When I go to a different city/town for research, I try to clear out an adjacent weekend so I can walk around and see the place and people.

A few months back, I went to Hyderabad for a conference. I went 2 days early and tried to understand Hyderabad. Hyderabad is the most whimsy and insecure city I have seen in India. We all know that one relative who is fond of his money and wants people to see it. Hyderabad is that uncle/aunt.

On my way to the Airbnb, I crossed a fish shaped building, which on later investigation turned out to not be an amusement park/aquarium for children but a fisheries office, where real adults in their formal bushirts and dupattas go. They must say goodbye to their children before leaving for office, the office which is, to the child’s envy not as boring as their school building, but a shiny fish. The first night, I went to a brewery which faced, I am not making this up, a diamond shaped bungalow. It was silver, huge and made to look like a diamond. It had diamond designs on the gate and diamond studded cheetas on the front door. It took me 3 hours to get over the surprise of what I was witnessing. I stood with beer in my hand and wondered if the rooms have curved walls or if they wasted a lot of space to made a box shaped house inside the diamond outside. I wouldn’t have been able to rest if I had not gotten the answers to my questions. So I went to the watchman and held a mini interview. The house has curved walls. Imagine where they hang their photoframes!

## Given entries
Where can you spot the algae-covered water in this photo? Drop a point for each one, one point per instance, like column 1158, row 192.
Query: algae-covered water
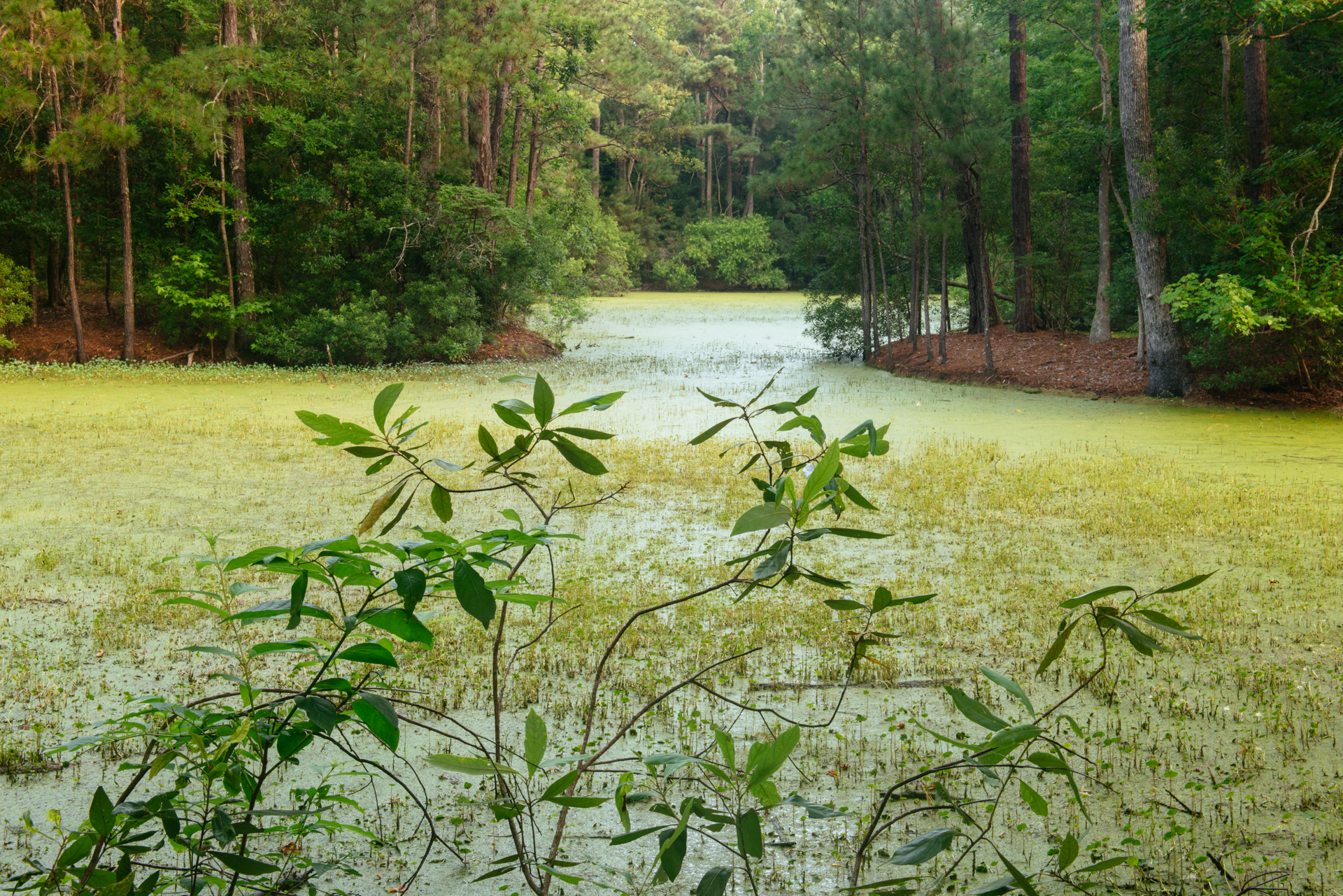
column 1002, row 502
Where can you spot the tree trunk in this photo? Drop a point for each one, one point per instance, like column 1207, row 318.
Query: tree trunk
column 1167, row 374
column 1104, row 269
column 483, row 162
column 976, row 254
column 52, row 273
column 512, row 157
column 1256, row 113
column 410, row 116
column 70, row 233
column 946, row 309
column 597, row 157
column 433, row 104
column 916, row 233
column 238, row 172
column 33, row 287
column 532, row 160
column 1024, row 287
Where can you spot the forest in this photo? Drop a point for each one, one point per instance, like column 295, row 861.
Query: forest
column 386, row 182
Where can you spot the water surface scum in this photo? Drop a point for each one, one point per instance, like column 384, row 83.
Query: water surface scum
column 1211, row 760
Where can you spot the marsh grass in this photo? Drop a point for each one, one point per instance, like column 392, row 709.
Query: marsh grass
column 1225, row 746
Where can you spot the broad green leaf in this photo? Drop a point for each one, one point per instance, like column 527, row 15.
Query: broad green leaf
column 222, row 828
column 468, row 765
column 320, row 712
column 1023, row 880
column 1033, row 799
column 975, row 711
column 410, row 585
column 762, row 516
column 1009, row 738
column 297, row 592
column 672, row 852
column 534, row 742
column 585, row 434
column 1058, row 648
column 335, row 430
column 543, row 401
column 727, row 747
column 441, row 502
column 376, row 712
column 1186, row 585
column 576, row 457
column 1143, row 642
column 381, row 506
column 923, row 846
column 715, row 881
column 243, row 864
column 101, row 817
column 399, row 623
column 512, row 418
column 1067, row 851
column 385, row 402
column 1009, row 685
column 1095, row 595
column 470, row 589
column 770, row 760
column 369, row 652
column 750, row 840
column 821, row 476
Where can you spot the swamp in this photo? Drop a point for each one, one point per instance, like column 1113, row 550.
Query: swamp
column 1201, row 763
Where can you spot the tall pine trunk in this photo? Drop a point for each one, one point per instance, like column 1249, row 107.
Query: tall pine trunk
column 1167, row 374
column 128, row 273
column 1024, row 285
column 1256, row 112
column 238, row 179
column 70, row 233
column 1104, row 269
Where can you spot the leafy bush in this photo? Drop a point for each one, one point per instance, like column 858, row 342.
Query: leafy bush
column 734, row 252
column 225, row 757
column 836, row 321
column 194, row 301
column 15, row 283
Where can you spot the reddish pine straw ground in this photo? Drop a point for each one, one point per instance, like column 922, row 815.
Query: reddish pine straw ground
column 1068, row 362
column 52, row 340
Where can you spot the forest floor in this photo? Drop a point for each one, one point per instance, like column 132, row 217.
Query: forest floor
column 1068, row 362
column 52, row 340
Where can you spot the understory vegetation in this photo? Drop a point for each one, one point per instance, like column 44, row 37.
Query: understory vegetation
column 684, row 693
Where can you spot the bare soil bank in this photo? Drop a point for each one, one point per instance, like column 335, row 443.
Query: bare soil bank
column 1068, row 362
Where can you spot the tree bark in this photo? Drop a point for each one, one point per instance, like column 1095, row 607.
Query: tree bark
column 1256, row 113
column 238, row 172
column 597, row 157
column 1100, row 331
column 33, row 287
column 916, row 234
column 512, row 159
column 976, row 254
column 1167, row 374
column 483, row 160
column 70, row 233
column 1024, row 285
column 128, row 273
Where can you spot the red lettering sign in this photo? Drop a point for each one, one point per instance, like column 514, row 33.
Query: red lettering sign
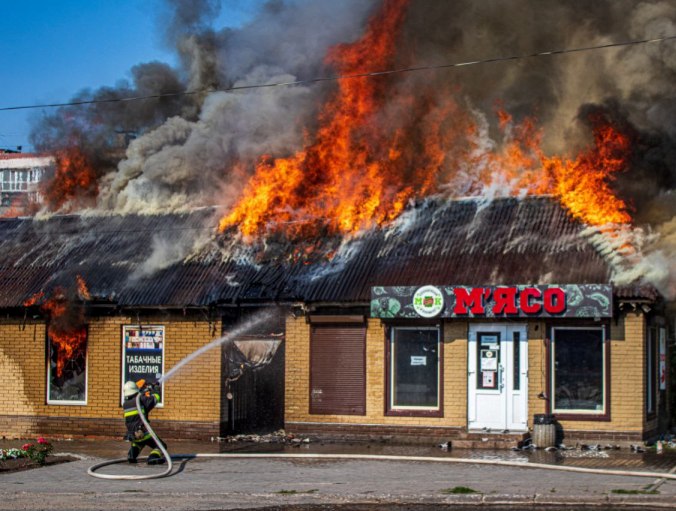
column 555, row 300
column 471, row 299
column 505, row 300
column 525, row 300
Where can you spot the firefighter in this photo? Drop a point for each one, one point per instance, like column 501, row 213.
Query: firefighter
column 137, row 434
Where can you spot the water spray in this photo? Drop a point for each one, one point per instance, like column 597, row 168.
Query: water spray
column 259, row 318
column 228, row 338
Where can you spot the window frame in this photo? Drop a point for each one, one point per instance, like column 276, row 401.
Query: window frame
column 413, row 411
column 48, row 352
column 580, row 415
column 363, row 406
column 651, row 371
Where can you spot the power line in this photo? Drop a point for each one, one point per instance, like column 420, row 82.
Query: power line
column 344, row 77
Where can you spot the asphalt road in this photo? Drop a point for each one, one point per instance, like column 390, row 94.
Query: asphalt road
column 214, row 484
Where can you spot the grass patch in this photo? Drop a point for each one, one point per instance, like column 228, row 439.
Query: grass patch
column 622, row 491
column 458, row 490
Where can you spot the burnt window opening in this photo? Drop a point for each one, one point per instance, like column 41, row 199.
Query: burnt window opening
column 414, row 368
column 579, row 366
column 67, row 369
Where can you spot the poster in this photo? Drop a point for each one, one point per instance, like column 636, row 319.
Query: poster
column 662, row 371
column 143, row 354
column 489, row 360
column 488, row 379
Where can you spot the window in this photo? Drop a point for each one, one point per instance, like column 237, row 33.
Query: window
column 338, row 369
column 414, row 369
column 67, row 367
column 579, row 369
column 651, row 371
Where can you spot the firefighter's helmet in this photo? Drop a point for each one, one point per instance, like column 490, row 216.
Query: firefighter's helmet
column 130, row 388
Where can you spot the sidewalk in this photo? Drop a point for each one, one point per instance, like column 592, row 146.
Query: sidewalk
column 212, row 484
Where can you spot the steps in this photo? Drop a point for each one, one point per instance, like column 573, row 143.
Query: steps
column 488, row 440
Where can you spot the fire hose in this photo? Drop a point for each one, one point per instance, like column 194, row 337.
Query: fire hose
column 659, row 477
column 92, row 470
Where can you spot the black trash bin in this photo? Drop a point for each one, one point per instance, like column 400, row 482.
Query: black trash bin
column 544, row 430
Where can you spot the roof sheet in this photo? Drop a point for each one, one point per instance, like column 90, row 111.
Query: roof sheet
column 154, row 261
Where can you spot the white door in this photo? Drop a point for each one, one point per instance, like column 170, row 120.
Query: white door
column 497, row 378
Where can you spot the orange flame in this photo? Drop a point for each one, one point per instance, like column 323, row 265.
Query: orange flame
column 583, row 185
column 360, row 172
column 353, row 176
column 66, row 329
column 74, row 180
column 82, row 289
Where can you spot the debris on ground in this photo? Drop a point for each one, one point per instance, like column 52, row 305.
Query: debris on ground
column 277, row 437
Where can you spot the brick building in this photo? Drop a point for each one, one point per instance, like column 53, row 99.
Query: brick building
column 20, row 175
column 468, row 317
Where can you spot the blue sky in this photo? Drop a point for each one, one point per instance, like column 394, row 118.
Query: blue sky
column 51, row 49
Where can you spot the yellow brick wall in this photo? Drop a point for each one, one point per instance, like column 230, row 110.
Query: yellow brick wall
column 537, row 372
column 23, row 370
column 297, row 399
column 627, row 377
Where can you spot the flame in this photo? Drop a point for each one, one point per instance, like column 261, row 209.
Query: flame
column 583, row 185
column 82, row 289
column 74, row 179
column 353, row 175
column 34, row 299
column 358, row 172
column 66, row 329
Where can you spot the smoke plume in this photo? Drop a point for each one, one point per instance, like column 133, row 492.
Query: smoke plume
column 183, row 151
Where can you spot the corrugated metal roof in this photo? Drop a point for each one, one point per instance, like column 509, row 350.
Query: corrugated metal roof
column 153, row 261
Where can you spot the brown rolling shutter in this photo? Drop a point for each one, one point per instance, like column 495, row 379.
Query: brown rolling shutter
column 338, row 369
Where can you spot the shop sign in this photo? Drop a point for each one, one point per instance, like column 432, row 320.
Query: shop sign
column 547, row 301
column 143, row 354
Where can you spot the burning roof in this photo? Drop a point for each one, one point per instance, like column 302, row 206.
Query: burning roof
column 316, row 174
column 470, row 241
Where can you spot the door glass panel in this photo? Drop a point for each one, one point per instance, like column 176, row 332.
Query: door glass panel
column 488, row 360
column 516, row 362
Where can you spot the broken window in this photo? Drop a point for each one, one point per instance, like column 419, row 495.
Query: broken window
column 579, row 370
column 67, row 368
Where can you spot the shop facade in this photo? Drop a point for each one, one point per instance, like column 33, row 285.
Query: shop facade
column 476, row 364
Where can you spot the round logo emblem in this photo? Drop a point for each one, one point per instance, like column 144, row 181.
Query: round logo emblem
column 428, row 301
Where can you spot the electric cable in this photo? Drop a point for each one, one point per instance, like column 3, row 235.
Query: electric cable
column 344, row 77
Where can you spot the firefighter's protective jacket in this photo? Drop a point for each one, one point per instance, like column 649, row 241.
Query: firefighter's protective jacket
column 135, row 427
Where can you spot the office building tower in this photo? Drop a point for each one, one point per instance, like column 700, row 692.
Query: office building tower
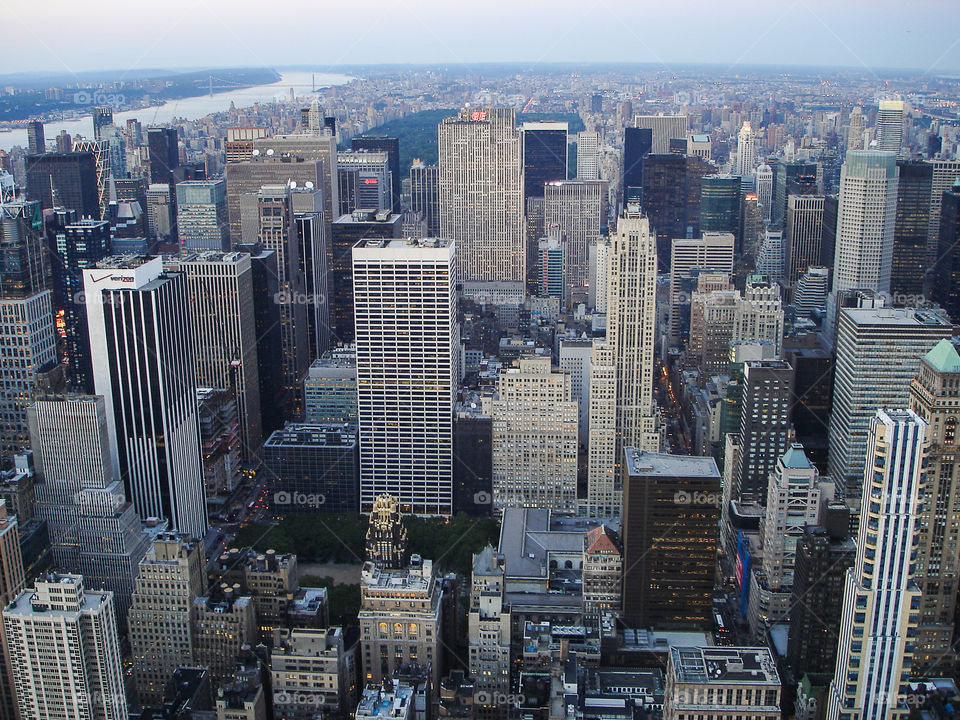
column 391, row 146
column 632, row 420
column 481, row 201
column 550, row 269
column 347, row 232
column 578, row 210
column 720, row 205
column 202, row 215
column 163, row 147
column 364, row 179
column 715, row 683
column 824, row 553
column 314, row 468
column 544, row 155
column 878, row 355
column 425, row 195
column 746, row 151
column 161, row 213
column 26, row 319
column 891, row 115
column 791, row 178
column 867, row 217
column 535, row 438
column 881, row 599
column 151, row 406
column 74, row 245
column 269, row 215
column 802, row 235
column 36, row 142
column 11, row 585
column 713, row 252
column 663, row 128
column 855, row 129
column 588, row 156
column 637, row 144
column 223, row 318
column 64, row 651
column 407, row 371
column 64, row 179
column 400, row 620
column 93, row 530
column 161, row 620
column 946, row 270
column 811, row 292
column 763, row 182
column 670, row 515
column 933, row 397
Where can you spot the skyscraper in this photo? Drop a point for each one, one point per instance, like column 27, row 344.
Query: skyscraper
column 65, row 652
column 577, row 209
column 407, row 370
column 878, row 355
column 202, row 215
column 481, row 200
column 867, row 216
column 224, row 334
column 934, row 394
column 94, row 531
column 624, row 363
column 588, row 156
column 881, row 599
column 139, row 312
column 27, row 329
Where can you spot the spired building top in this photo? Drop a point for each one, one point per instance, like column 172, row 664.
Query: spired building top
column 387, row 535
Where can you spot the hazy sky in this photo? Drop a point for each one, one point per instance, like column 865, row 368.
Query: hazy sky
column 72, row 35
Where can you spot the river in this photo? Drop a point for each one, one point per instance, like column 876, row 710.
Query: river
column 190, row 108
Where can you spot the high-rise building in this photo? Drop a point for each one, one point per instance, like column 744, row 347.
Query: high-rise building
column 802, row 235
column 867, row 217
column 36, row 143
column 425, row 195
column 878, row 355
column 535, row 438
column 577, row 208
column 588, row 155
column 663, row 128
column 151, row 404
column 407, row 371
column 481, row 199
column 933, row 396
column 93, row 530
column 65, row 652
column 202, row 215
column 162, row 615
column 881, row 599
column 27, row 328
column 669, row 529
column 224, row 334
column 632, row 420
column 712, row 252
column 746, row 151
column 391, row 146
column 544, row 155
column 890, row 125
column 64, row 179
column 637, row 144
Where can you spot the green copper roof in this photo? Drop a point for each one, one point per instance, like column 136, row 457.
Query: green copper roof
column 796, row 459
column 944, row 357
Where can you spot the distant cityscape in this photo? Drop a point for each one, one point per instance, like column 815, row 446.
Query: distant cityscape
column 524, row 391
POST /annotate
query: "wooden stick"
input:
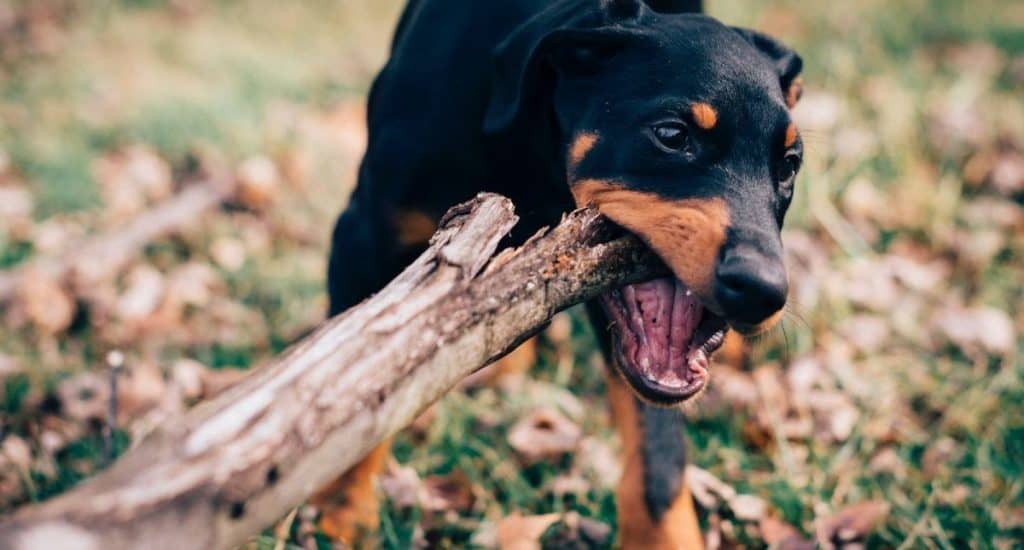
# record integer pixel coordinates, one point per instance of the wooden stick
(96, 259)
(231, 466)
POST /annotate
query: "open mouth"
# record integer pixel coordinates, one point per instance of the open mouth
(663, 338)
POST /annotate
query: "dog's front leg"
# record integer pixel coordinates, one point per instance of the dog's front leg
(655, 508)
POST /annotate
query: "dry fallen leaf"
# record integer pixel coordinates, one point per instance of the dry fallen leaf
(84, 396)
(977, 329)
(519, 532)
(748, 507)
(47, 305)
(130, 179)
(258, 182)
(707, 489)
(139, 389)
(574, 531)
(852, 523)
(144, 288)
(444, 493)
(544, 433)
(782, 536)
(401, 485)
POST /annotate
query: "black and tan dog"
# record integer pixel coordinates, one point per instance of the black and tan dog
(672, 124)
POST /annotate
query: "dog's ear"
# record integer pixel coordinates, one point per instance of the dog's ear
(676, 6)
(560, 39)
(787, 62)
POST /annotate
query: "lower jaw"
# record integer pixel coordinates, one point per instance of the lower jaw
(679, 376)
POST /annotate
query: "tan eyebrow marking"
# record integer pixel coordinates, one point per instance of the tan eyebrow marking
(791, 135)
(705, 115)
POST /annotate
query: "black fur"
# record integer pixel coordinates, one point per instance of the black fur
(664, 455)
(481, 95)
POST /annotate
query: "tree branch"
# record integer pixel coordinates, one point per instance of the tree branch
(233, 465)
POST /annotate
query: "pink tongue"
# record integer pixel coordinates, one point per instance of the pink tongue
(659, 320)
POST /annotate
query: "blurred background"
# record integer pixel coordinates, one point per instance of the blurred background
(890, 406)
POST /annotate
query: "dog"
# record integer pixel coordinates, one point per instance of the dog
(673, 125)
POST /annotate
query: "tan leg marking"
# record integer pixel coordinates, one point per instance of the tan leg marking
(705, 115)
(687, 234)
(678, 527)
(349, 506)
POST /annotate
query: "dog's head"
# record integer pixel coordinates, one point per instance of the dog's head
(678, 128)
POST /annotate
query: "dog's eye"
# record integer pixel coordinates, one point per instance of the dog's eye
(788, 167)
(672, 135)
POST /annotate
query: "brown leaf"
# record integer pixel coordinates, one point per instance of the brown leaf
(519, 532)
(142, 294)
(544, 433)
(852, 523)
(45, 302)
(130, 179)
(1008, 174)
(84, 396)
(258, 182)
(187, 377)
(977, 329)
(782, 536)
(573, 531)
(707, 489)
(443, 493)
(139, 388)
(748, 507)
(401, 485)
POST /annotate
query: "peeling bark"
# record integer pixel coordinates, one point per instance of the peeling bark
(98, 258)
(231, 466)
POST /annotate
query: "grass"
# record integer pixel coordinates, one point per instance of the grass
(901, 98)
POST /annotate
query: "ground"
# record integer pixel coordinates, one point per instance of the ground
(888, 407)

## Problems to work on
1. In the Hyderabad account, what did the fish shaped building turn out to be?
2. Carry on with the Hyderabad account, starting right after its last sentence.
The items play no part in what comes next.

## Results of the exercise
1. A fisheries office.

2.
The next day I went to the science center. It was the most exciting thing I had done that year. Sit in a planetarium, see a dinosour skeleton, compare her thigh bone to my whole skeleton. Basically I lived the fantasies of my childhood. At one time, I was standing outside the museum, taking on a work call when I saw some stone carving in the garden. Walking around casually I noticed a ‘300 AD’ on one of them. I dropped my phone in sheer surprise. Things that helped us understand our history, made our religions standing non-nonchalantly in the sun befriending stray pups.

I ran around the museum, witnessing stone carving, revising my anthropology and comparative religion lessons from college. I went to a doll museum, which had hundreds of porcelene women statues doing obscure things I have neither done nor observed women doing in real life.
Introducing: Autumn Breeze!
I find it amusing to read cis-men’s description of a woman. I try to put myself in that description and live in a little bit of that borrowed imagination. Like, try to read John Green’s Looking for Alaska and try to be Alaska, who is a generic person with psychological issues and let him romanticize her symptoms and coping mechanisms. Feel what you are when you are as he imagines you.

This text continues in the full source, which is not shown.